▸ **THE PROBLEM**
How many lines in the entries below contain the word "blue"? Reply with only the number.

▸ **INFORMATION GIVEN**
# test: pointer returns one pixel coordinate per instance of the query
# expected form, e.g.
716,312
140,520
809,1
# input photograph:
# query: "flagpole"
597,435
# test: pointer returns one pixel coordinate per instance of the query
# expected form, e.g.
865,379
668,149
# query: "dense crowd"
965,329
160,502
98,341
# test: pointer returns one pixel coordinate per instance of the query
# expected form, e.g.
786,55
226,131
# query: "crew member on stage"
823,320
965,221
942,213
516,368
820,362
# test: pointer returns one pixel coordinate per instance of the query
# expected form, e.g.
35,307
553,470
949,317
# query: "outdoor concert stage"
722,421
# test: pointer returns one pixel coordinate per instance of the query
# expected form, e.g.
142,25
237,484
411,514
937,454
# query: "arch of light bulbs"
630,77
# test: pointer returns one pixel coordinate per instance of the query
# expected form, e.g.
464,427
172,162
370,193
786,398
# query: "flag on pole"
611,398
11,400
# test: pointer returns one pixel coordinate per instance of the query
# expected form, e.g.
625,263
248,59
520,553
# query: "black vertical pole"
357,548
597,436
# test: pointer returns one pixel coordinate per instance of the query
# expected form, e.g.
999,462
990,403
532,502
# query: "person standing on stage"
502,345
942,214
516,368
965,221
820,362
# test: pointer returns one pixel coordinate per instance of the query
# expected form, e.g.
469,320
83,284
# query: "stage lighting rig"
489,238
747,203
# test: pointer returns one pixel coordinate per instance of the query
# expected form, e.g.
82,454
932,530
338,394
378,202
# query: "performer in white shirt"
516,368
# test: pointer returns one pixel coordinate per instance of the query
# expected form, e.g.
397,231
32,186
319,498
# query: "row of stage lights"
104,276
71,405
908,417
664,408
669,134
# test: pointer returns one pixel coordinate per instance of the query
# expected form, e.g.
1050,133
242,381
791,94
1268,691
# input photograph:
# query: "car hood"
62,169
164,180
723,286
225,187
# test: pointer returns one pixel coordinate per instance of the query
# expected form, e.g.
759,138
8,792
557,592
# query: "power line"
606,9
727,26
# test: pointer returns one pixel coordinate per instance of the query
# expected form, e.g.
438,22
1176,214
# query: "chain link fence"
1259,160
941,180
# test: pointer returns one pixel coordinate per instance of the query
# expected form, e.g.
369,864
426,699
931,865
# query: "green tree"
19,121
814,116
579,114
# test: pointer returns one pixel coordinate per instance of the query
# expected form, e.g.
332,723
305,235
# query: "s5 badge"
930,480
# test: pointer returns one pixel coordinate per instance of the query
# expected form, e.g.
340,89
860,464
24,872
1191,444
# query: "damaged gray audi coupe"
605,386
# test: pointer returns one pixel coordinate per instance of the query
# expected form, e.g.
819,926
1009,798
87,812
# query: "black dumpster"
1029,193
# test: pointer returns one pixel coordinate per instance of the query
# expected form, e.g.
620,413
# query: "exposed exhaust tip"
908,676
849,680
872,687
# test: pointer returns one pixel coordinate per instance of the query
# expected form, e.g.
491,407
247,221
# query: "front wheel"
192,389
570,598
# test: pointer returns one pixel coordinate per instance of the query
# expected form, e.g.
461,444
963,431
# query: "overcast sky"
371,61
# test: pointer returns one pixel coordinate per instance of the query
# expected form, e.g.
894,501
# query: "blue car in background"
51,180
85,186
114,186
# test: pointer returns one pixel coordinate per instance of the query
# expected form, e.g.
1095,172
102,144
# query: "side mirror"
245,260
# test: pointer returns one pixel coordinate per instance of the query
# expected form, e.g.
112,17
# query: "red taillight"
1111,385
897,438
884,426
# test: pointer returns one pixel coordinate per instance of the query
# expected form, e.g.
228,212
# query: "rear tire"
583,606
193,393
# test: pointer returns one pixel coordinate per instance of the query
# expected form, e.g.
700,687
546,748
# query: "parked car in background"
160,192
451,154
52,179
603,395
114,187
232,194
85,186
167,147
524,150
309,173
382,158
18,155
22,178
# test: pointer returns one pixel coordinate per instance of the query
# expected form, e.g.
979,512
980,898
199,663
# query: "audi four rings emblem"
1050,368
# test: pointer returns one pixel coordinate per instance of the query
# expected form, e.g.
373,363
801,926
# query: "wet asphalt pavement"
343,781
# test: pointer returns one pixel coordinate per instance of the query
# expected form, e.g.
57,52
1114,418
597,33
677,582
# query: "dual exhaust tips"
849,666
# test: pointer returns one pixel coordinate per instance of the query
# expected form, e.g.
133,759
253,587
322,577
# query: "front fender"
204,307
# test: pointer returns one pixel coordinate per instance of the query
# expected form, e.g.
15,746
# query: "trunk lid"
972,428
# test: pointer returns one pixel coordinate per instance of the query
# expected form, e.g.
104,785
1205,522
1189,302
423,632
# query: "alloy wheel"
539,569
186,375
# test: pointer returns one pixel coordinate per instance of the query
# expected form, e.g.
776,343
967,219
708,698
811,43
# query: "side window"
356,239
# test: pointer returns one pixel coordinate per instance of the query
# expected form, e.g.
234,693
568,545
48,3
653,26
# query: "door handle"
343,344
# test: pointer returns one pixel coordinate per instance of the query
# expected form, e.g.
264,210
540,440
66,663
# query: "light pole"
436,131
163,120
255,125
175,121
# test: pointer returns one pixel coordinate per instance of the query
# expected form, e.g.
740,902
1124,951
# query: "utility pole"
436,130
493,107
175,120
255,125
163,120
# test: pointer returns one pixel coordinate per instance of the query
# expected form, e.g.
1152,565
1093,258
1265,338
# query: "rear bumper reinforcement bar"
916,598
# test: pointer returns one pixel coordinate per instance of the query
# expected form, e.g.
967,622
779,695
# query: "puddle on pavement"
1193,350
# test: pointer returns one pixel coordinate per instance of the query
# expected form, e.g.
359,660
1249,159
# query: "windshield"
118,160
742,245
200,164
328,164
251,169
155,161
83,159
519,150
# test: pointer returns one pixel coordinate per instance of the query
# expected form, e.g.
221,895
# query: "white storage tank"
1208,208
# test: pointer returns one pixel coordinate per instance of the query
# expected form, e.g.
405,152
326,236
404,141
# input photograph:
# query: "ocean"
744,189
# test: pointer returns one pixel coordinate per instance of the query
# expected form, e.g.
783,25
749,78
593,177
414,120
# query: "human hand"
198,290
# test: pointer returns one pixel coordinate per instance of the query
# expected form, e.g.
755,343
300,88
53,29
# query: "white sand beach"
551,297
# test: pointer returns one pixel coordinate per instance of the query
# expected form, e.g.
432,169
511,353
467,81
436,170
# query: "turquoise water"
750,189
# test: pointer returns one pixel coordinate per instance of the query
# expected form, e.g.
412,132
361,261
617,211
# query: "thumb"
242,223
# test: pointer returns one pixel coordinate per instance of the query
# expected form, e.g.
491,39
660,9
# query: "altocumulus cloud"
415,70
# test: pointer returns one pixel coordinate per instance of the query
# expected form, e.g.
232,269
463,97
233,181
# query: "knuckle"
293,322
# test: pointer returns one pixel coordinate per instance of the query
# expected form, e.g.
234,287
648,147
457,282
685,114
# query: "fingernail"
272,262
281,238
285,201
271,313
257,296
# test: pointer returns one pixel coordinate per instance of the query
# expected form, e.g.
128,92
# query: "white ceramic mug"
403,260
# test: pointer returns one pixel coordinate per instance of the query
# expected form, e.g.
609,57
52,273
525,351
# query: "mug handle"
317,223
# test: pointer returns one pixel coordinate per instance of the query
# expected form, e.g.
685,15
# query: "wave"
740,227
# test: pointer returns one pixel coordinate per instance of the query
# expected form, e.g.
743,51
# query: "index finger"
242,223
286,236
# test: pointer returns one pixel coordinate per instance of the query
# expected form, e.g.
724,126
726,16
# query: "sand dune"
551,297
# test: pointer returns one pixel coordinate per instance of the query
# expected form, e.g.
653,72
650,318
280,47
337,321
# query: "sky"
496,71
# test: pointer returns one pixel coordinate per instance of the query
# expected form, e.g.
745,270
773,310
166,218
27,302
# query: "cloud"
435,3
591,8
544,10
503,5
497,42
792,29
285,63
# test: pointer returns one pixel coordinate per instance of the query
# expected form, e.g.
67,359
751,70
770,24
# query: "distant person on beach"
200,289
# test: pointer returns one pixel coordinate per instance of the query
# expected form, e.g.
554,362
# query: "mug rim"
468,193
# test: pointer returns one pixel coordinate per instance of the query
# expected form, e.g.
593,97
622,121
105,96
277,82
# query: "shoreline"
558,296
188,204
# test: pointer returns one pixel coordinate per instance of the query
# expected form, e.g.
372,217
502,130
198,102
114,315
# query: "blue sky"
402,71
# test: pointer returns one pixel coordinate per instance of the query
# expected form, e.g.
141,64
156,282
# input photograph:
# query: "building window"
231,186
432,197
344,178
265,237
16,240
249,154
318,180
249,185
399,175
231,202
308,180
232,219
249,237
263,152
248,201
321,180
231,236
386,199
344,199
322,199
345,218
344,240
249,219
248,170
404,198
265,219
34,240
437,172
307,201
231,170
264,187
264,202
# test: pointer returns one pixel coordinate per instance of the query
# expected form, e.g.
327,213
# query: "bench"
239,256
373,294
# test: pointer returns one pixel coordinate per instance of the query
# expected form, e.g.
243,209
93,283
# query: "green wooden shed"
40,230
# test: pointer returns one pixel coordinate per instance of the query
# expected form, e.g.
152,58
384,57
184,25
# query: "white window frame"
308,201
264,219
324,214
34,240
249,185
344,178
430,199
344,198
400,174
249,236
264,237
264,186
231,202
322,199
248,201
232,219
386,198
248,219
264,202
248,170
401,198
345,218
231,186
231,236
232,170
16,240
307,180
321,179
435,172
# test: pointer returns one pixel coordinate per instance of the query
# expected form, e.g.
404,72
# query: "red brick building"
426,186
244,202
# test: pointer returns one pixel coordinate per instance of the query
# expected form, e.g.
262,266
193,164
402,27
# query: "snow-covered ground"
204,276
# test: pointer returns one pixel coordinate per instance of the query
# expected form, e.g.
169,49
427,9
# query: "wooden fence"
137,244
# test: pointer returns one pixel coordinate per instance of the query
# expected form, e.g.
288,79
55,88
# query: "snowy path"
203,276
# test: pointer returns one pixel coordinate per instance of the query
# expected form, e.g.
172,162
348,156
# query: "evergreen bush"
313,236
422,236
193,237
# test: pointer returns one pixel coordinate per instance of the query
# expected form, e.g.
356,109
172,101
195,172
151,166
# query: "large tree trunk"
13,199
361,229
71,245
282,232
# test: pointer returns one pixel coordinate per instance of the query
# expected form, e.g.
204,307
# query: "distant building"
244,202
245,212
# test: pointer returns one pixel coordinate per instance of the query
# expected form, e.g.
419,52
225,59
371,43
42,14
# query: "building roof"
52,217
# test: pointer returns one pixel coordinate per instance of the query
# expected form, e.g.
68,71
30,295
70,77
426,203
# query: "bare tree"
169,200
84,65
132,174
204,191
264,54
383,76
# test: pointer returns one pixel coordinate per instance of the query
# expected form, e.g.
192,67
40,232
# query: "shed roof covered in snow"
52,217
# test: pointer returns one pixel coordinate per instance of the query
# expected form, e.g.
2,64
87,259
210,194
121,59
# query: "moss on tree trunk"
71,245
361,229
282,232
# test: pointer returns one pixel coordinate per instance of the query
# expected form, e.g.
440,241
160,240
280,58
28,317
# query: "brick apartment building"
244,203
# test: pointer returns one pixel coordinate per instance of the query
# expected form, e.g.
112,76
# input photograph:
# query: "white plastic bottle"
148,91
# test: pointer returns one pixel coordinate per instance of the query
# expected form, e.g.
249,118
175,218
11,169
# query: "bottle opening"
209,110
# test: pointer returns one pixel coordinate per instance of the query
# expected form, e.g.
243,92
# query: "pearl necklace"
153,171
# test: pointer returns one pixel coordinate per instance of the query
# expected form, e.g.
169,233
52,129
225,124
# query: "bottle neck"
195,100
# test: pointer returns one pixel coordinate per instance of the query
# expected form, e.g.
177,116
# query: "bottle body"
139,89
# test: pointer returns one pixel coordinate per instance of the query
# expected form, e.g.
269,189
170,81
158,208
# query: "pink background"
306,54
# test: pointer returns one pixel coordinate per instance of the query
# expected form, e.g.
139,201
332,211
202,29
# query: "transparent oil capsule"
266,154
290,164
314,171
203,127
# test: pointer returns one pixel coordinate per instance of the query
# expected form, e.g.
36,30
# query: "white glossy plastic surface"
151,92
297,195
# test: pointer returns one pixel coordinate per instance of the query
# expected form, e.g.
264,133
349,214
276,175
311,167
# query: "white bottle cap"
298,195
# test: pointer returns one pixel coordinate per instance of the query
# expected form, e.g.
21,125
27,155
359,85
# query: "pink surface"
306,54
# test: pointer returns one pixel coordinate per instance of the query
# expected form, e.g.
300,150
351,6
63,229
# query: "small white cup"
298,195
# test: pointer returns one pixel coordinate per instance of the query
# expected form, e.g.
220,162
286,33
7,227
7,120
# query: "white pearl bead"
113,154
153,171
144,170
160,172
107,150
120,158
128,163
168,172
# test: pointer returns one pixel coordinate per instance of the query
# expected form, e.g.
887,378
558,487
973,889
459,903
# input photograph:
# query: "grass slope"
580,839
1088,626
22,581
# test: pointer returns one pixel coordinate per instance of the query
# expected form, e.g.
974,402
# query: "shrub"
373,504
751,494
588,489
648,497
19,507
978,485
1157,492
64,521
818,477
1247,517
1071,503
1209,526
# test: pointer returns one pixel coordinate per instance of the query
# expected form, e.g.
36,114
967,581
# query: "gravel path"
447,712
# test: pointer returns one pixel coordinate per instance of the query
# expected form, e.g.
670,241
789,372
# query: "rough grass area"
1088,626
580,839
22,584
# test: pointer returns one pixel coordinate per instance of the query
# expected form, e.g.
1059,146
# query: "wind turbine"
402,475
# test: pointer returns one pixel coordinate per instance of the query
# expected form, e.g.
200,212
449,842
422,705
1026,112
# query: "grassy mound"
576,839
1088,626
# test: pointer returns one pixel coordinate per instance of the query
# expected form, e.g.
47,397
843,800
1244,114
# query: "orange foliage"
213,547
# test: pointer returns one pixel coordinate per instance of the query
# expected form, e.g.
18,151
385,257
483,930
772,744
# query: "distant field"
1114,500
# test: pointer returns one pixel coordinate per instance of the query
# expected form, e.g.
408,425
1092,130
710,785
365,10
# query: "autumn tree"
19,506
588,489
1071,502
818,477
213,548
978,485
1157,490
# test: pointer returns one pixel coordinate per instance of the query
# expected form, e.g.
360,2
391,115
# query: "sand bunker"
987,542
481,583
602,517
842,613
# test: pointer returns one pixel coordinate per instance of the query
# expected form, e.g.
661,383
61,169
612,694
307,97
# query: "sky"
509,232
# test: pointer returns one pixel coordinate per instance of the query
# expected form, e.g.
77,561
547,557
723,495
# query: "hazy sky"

▸ **TASK SOLUTION**
2